--- Seitentext ---

Dem steht auch nicht – wie vom Beklagten angeführt – der mit Zahlung sofort begründete Anspruch auf Rückzahlung der Kaution entgegen. Zwar ist anerkannt, dass der Anspruch des Mieters auf Rückzahlung der Kaution nach Ablauf einer – häufig mit sechs Monaten bemessenen – Prüfungsfrist fällig wird. Hat sich der Mieter durch Nichtzahlung der Kaution aber vertragsuntreu verhalten, soll der Vermieter erst nach Erhalt der Kaution und nicht bereits sechs Monate nach Beendigung des Mietverhältnisses zur Abrechnung verpflichtet sein (KG, NJOZ 2008, 3011, 3012). Entscheidend hinzu tritt: Der Rückzahlungsanspruch des Mieters wird erst dann fällig, wenn – neben dem Ablauf der Prüffrist – auch kein Sicherungsinteresse des Vermieters mehr besteht; dem Vermieter darf also keine Forderung aus dem Mietverhältnis mehr zustehen, wegen der er sich aus der Sicherheit befriedigen darf (BGH, NJW 2016, 3231). An dieser Fälligkeitsvoraussetzung fehlt es nach dem unwidersprochen gebliebenen Vorbringen des Klägers (s.o.).

---

Aufgabe:
Fasse den Text zur Rückzahlung der Mietkaution in zwei Sätzen zusammen. Die Einträge stammen aus einer anderen Quelle.

--- Auszüge aus Datensatz ---

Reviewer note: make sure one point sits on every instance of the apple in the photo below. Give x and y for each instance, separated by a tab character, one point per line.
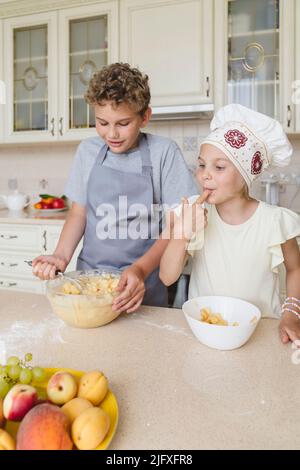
61	387
58	203
20	399
46	205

---

Lösung:
Der Anspruch des Mieters auf Rückzahlung der Kaution wird zwar nach Ablauf einer Prüfungsfrist fällig, doch hat der Mieter die Kaution nicht gezahlt, muss der Vermieter erst nach ihrem Erhalt abrechnen. Fällig wird der Anspruch außerdem erst, wenn der Vermieter kein Sicherungsinteresse mehr hat, und daran fehlt es nach dem unwidersprochenen Vorbringen des Klägers.